(Stored items)
==============================

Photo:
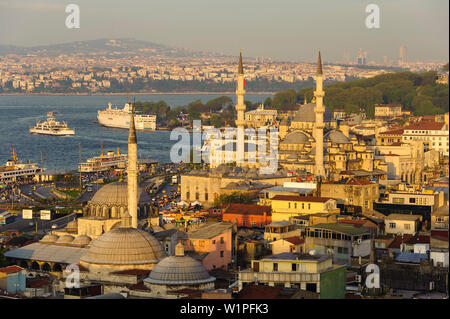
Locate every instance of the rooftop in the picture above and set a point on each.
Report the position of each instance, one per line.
(347, 229)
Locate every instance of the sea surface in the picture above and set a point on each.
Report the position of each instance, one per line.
(19, 112)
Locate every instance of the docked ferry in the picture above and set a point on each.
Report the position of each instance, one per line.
(52, 127)
(120, 118)
(104, 162)
(14, 170)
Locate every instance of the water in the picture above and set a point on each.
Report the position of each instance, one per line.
(18, 113)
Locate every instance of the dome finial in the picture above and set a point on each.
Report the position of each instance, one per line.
(179, 250)
(241, 67)
(319, 64)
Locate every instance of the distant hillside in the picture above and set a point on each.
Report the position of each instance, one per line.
(105, 47)
(417, 92)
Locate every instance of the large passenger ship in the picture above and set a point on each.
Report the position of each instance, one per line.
(52, 127)
(104, 162)
(120, 118)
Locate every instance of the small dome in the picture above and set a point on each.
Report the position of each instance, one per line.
(306, 113)
(124, 246)
(336, 137)
(296, 138)
(49, 238)
(179, 270)
(65, 239)
(73, 224)
(82, 240)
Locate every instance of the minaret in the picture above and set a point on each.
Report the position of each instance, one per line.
(240, 108)
(132, 171)
(319, 110)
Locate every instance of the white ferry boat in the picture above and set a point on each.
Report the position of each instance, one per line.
(120, 118)
(104, 162)
(14, 170)
(52, 127)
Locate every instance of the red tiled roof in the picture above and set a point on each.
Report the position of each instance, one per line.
(393, 132)
(409, 239)
(440, 234)
(247, 209)
(295, 198)
(261, 292)
(11, 269)
(295, 240)
(426, 125)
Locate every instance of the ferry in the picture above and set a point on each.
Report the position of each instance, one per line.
(52, 127)
(120, 118)
(14, 170)
(104, 162)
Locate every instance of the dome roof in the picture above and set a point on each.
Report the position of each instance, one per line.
(336, 137)
(116, 194)
(82, 240)
(306, 114)
(179, 270)
(124, 246)
(65, 239)
(296, 138)
(49, 238)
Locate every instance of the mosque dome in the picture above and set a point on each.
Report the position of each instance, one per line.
(306, 114)
(179, 270)
(65, 239)
(82, 240)
(336, 137)
(116, 194)
(295, 138)
(124, 246)
(49, 238)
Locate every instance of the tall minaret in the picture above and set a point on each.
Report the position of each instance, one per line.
(240, 108)
(132, 171)
(319, 110)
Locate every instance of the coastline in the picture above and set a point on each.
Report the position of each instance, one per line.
(132, 93)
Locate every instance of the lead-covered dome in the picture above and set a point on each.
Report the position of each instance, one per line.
(179, 270)
(306, 113)
(116, 194)
(124, 246)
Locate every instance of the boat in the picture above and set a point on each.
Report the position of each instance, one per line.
(15, 170)
(52, 127)
(120, 118)
(104, 162)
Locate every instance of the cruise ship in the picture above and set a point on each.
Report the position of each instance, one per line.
(14, 170)
(52, 127)
(103, 162)
(120, 118)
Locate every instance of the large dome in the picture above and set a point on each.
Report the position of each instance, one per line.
(116, 194)
(124, 246)
(179, 270)
(306, 114)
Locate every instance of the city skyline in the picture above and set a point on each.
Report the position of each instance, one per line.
(254, 27)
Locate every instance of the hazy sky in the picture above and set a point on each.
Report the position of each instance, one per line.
(284, 29)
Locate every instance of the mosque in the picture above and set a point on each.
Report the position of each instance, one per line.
(122, 258)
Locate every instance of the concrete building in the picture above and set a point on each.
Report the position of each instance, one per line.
(313, 273)
(342, 241)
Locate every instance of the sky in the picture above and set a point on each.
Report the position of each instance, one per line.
(290, 30)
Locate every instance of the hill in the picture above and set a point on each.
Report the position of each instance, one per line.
(417, 92)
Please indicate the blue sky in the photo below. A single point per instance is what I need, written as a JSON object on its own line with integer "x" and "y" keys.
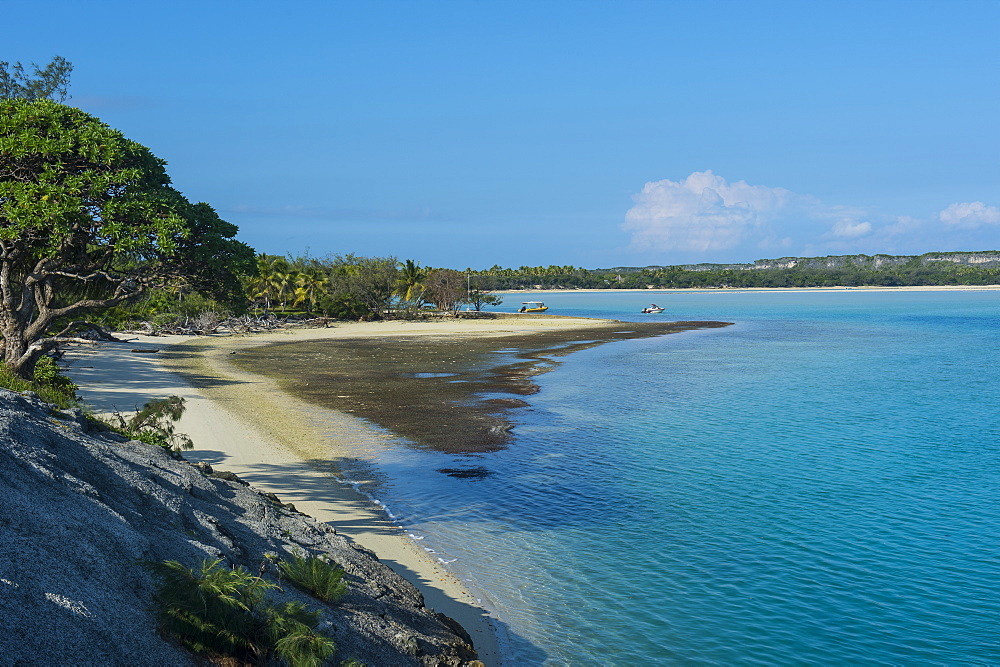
{"x": 467, "y": 134}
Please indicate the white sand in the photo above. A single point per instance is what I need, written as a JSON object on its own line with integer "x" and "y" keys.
{"x": 242, "y": 423}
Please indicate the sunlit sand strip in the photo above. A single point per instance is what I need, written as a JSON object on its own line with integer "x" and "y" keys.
{"x": 242, "y": 422}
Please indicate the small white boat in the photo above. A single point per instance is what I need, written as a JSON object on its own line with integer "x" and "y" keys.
{"x": 533, "y": 307}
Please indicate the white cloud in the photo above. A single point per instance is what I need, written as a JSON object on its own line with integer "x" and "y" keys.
{"x": 970, "y": 215}
{"x": 849, "y": 229}
{"x": 702, "y": 213}
{"x": 705, "y": 218}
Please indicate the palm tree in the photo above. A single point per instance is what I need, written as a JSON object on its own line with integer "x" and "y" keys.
{"x": 409, "y": 286}
{"x": 308, "y": 284}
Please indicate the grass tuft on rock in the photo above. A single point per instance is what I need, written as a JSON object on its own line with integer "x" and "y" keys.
{"x": 318, "y": 576}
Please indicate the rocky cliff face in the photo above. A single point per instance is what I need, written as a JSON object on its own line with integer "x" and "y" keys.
{"x": 79, "y": 512}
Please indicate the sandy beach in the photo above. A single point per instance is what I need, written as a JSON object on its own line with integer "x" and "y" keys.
{"x": 242, "y": 422}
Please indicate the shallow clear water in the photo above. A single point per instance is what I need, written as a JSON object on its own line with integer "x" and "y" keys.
{"x": 815, "y": 484}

==============================

Stated task ▸ Each line of the material must be retyped exactly, except that images are omitted.

Task answer ▸
Photo:
Locate every instance of the rooftop in the picture above and set a point on each.
Report the position of each instance, one per line.
(347, 229)
Locate every instance of the sea surface in the picture above and set a point on each.
Report the position of each instance, one per line.
(19, 112)
Locate every instance of the docked ferry in the picture above and set a point on each.
Report the position of each instance, one per line.
(52, 127)
(120, 118)
(104, 162)
(14, 170)
Locate every instance of the water in the picture above and set a point on each.
Report the position of each instance, one per line.
(18, 113)
Locate every instance of the dome finial in the picture above and set a point on each.
Report the position of each instance, one per line.
(179, 250)
(241, 67)
(319, 64)
Locate every instance of the distant hillside in the picture above and set a point on each.
Report the position of each instance, one per line.
(105, 47)
(417, 92)
Locate every instance of the large passenger ship in the picture above and set a point on each.
Report the position of each instance, one per line.
(52, 127)
(104, 162)
(120, 118)
Locate every instance of the small dome in the picture above and set a point on each.
Report the position of each instance, one per line.
(306, 113)
(124, 246)
(336, 137)
(296, 138)
(49, 238)
(179, 270)
(65, 239)
(73, 224)
(82, 240)
Locate every instance of the minaret in the picture above and set a point on each.
Report the position of each instance, one per line.
(240, 108)
(132, 171)
(319, 110)
Locate every instance of the white ferry boat in the picture above and set a point on each.
Report the position of each instance, one per line.
(120, 118)
(104, 162)
(14, 170)
(52, 127)
Locate every instance of the red tiled roof in the picture above and set a point on each.
Report the position of each instance, one per line.
(393, 132)
(409, 239)
(440, 234)
(247, 209)
(295, 198)
(261, 292)
(11, 269)
(295, 240)
(426, 125)
Locate every instance of the ferry in the picture above and set a point on each.
Report the position of each instance, one per line.
(52, 127)
(120, 118)
(14, 170)
(104, 162)
Locate every instance of the dome roof in the picture above and set a point on each.
Report the position of each instance, one per line.
(336, 137)
(116, 194)
(82, 240)
(306, 114)
(179, 270)
(124, 246)
(65, 239)
(296, 138)
(49, 238)
Locate every instance of the mosque dome in the picture above and set a point on each.
Report the position of each instance, one per line.
(306, 114)
(179, 270)
(65, 239)
(82, 240)
(336, 137)
(116, 194)
(295, 138)
(124, 246)
(49, 238)
Locate every instance of the tall minaret in the picture above and set a point on each.
Report the position of each instance, one per line.
(240, 108)
(132, 171)
(319, 110)
Locate every instance of the coastline in the picture above and set a point on each.
Report the position of each instance, one per line.
(132, 93)
Locate every instance of the lead-covered dome in the picture above and set a point on each.
Report the position of each instance, one per line.
(179, 270)
(306, 113)
(116, 194)
(124, 246)
Locate every instance of the boat in the picture above and set a point on each.
Report the position of each instance, one per line.
(15, 170)
(52, 127)
(120, 118)
(104, 162)
Locate every instance of the cruise ship in the picture above and set a point on each.
Report the position of each instance, one per line.
(14, 170)
(52, 127)
(103, 162)
(120, 118)
Locate every instance of the large dome in the picture above and set a point on each.
Report the position of each instance, one per line.
(116, 194)
(124, 246)
(179, 270)
(306, 114)
Locate every instance of the city skyline in the picture above and set a point on each.
Report the position of each instance, one per line.
(254, 27)
Locate every instance of the hazy sky in the picture above and set a point on each.
Report the position of each instance, one per line.
(284, 29)
Locate every instance of the mosque in the picture above and set a point on each.
Report the position of each instance, one per line.
(122, 258)
Locate every instance of the concrete building in the picture above and set a point on each.
Report the position of each instance, one per line.
(313, 273)
(342, 241)
Locate every instance of the sky in the picture above and set a point on each.
Report the position of each instance, one per line.
(290, 30)
Locate every instance of the hill in the picture above and set a point on each.
Report the position of each instance, one per line.
(417, 92)
Please indicate the blue sky in the photo below. A single point per instance is what I need, written as a JSON object on its own line with integer "x" and "y" keys.
{"x": 467, "y": 134}
Please indicate the white sand in the photo above. A single point per instance is what I need, written as a JSON object on its own line with integer "x" and "y" keys.
{"x": 242, "y": 423}
Please indicate the sunlit sand strip in the photo above. A single point per instance is what I need, written as a JSON object on its own line with integer "x" and "y" keys.
{"x": 242, "y": 422}
Please indicate the small white boat in the photo above. A single point per instance is what I need, written as a JSON object on its own line with integer "x" and "y" keys.
{"x": 533, "y": 307}
Please indicate the white cloud in the photo above. A single point per instance is what I need, written as a JSON object on its own line with integer "x" and "y" keys.
{"x": 970, "y": 215}
{"x": 849, "y": 229}
{"x": 702, "y": 213}
{"x": 705, "y": 218}
Please indicate the palm tree in the photo above. A single point per instance is what I need, written as a JSON object on its own line with integer "x" and "y" keys.
{"x": 409, "y": 286}
{"x": 308, "y": 284}
Please indicate the grass tuft on rock in the photo above. A single point per instance is what I need, written as a JSON object on its own line with integer "x" and "y" keys.
{"x": 318, "y": 576}
Please indicate the rocky cliff face in the photo above. A single point per instance is what I need, written as a JSON object on its own line with integer "x" and "y" keys.
{"x": 79, "y": 512}
Please indicate the sandy beach in the photo above. A single point per instance is what I need, written as a JSON object on its own line with integer "x" and "y" keys.
{"x": 242, "y": 422}
Please indicate the shallow clear water in the photo above. A single point per instance is what I need, written as a JSON object on its own line with integer "x" and "y" keys.
{"x": 815, "y": 484}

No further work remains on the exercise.